Short task –
Write out every one of the following entries word for word, omitting the images.

Data shown –
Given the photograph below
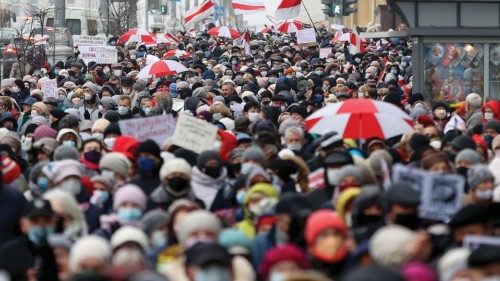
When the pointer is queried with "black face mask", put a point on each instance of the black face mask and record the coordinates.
(411, 221)
(178, 184)
(213, 172)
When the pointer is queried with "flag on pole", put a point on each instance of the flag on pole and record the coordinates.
(245, 7)
(245, 41)
(198, 13)
(356, 43)
(288, 9)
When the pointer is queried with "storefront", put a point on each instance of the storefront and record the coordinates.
(456, 46)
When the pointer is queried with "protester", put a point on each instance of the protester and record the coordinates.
(94, 186)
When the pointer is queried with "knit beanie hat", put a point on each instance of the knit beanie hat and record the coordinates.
(282, 253)
(10, 170)
(44, 131)
(153, 220)
(129, 193)
(116, 162)
(129, 233)
(469, 155)
(254, 153)
(149, 146)
(320, 221)
(388, 245)
(175, 165)
(99, 249)
(63, 152)
(197, 220)
(206, 156)
(100, 125)
(478, 174)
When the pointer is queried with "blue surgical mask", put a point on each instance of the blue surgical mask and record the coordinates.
(146, 165)
(129, 214)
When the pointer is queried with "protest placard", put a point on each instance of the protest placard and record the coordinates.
(157, 128)
(194, 134)
(441, 200)
(87, 40)
(99, 54)
(472, 242)
(49, 88)
(325, 53)
(306, 36)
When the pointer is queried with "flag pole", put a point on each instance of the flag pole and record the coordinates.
(312, 22)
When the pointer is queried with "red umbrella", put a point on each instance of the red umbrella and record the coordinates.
(360, 119)
(289, 26)
(139, 36)
(224, 31)
(178, 53)
(161, 68)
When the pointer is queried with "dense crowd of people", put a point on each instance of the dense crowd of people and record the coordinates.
(270, 201)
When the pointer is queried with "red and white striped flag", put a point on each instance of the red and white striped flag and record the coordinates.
(245, 7)
(245, 41)
(198, 13)
(356, 43)
(288, 9)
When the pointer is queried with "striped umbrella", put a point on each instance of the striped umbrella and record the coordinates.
(161, 68)
(289, 26)
(360, 119)
(139, 36)
(224, 31)
(177, 53)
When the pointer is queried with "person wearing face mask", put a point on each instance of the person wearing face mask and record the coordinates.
(175, 176)
(129, 204)
(327, 246)
(209, 175)
(18, 257)
(481, 184)
(149, 163)
(402, 205)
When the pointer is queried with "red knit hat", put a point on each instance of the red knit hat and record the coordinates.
(320, 221)
(10, 170)
(287, 252)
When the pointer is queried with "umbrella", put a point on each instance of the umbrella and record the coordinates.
(151, 59)
(360, 119)
(289, 26)
(178, 53)
(161, 68)
(139, 36)
(167, 38)
(224, 31)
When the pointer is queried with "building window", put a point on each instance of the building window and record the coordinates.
(74, 26)
(451, 71)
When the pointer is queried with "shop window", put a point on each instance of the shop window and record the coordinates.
(451, 71)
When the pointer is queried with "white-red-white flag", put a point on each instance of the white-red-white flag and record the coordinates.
(245, 41)
(356, 43)
(198, 13)
(288, 9)
(245, 7)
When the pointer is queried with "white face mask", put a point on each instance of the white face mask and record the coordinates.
(488, 115)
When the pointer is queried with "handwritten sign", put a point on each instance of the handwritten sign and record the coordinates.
(157, 128)
(325, 53)
(49, 88)
(306, 36)
(86, 40)
(99, 54)
(194, 134)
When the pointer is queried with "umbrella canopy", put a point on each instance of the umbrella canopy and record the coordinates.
(360, 119)
(161, 68)
(178, 53)
(139, 36)
(289, 26)
(224, 31)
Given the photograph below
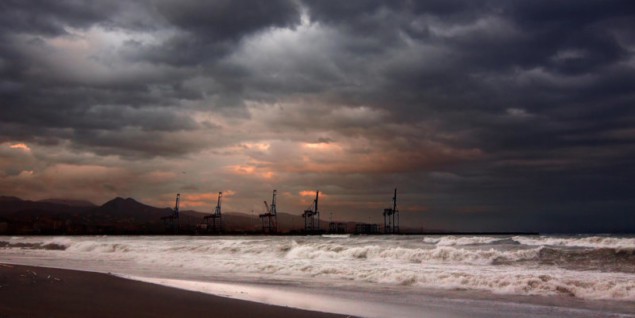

Task output –
Given the photograph below
When the pointer is queried with "black face mask", put a point on each instance of the black face mask and record the coordinates.
(411, 221)
(178, 184)
(213, 172)
When the pointer is queried with "flag on pole", put a point on each instance of the flag on pole and record the coordinates.
(245, 7)
(245, 41)
(198, 13)
(356, 43)
(288, 9)
When the pointer is queried with "storefront", put a point on each instance of the storefront and record the coordinates.
(456, 46)
When the pointer is queried with "protester", put a point on each instance of the protester and record the coordinates.
(94, 186)
When the pointer is queried with "knit beanie hat", put a point on each instance of the knit beanie hat and record the coordinates.
(282, 253)
(10, 170)
(44, 131)
(153, 220)
(129, 193)
(116, 162)
(129, 233)
(469, 155)
(254, 153)
(149, 146)
(320, 221)
(388, 245)
(175, 165)
(99, 249)
(63, 152)
(197, 220)
(206, 156)
(100, 125)
(478, 174)
When the pointer is queried with "blue surgical mask", put a point on each instance of the blue surgical mask and record the coordinates.
(146, 165)
(129, 214)
When the pointer is queried with "protest placard", put a point on each instance of the protest placard and record the coordinates.
(157, 128)
(194, 134)
(441, 200)
(87, 40)
(99, 54)
(472, 242)
(49, 88)
(325, 53)
(306, 36)
When the pointer is queried with "flag pole", put a point on each instance of the flag pole and record the coordinates.
(312, 22)
When the pointer is queried with "red umbrella", put a point on each instance of the red umbrella and record the coordinates.
(360, 119)
(289, 26)
(139, 36)
(224, 31)
(178, 53)
(161, 68)
When the pointer is queried with "dense crowd of people", put a point on each instance of the dense crowd of people and record the coordinates.
(270, 201)
When the pointer is queried with "red and white striped flag", put a point on each instance of the red and white striped flag and record the coordinates.
(245, 7)
(245, 41)
(198, 13)
(356, 43)
(288, 9)
When the pointer is queried with "striped umbrella", put a point on each instance of the striped umbrella and record the coordinates.
(161, 68)
(289, 26)
(360, 119)
(139, 36)
(224, 31)
(177, 53)
When the pointer is queried with "person wearing face mask", put a point on each instance of the person wearing face mask and record the coordinates.
(175, 176)
(129, 204)
(327, 246)
(209, 175)
(18, 257)
(481, 184)
(149, 163)
(402, 205)
When the pointer is queried with "red knit hat", put a point on each instance of the red knit hat and record the coordinates.
(320, 221)
(10, 170)
(287, 252)
When the pointer is queried with "umbrella", put a point on each instance of the umbrella and record the coordinates.
(151, 59)
(360, 119)
(289, 26)
(178, 53)
(161, 68)
(139, 36)
(167, 38)
(224, 31)
When the pointer is queried with "building window", put a point on each instance of the building window and record the coordinates.
(74, 26)
(451, 71)
When the pointer is queried with "shop window", put a point on each instance of the shop window and record the coordinates.
(451, 71)
When the pointer is queried with "white-red-white flag", put a point on each instance of the white-red-white flag and record the coordinates.
(245, 41)
(356, 43)
(198, 13)
(288, 9)
(245, 7)
When the pointer is queried with "white face mask", put a point on each instance of the white face mask and record the coordinates.
(488, 115)
When the pointer is queried with "handwritten sign", put a point on each instance of the handwritten sign and record the coordinates.
(157, 128)
(325, 53)
(49, 88)
(306, 36)
(86, 40)
(99, 54)
(194, 134)
When the pointer is queried with "umbrella canopy", put a point on each instance of the umbrella canopy and record the coordinates.
(360, 119)
(161, 68)
(178, 53)
(139, 36)
(289, 26)
(224, 31)
Given the photograph below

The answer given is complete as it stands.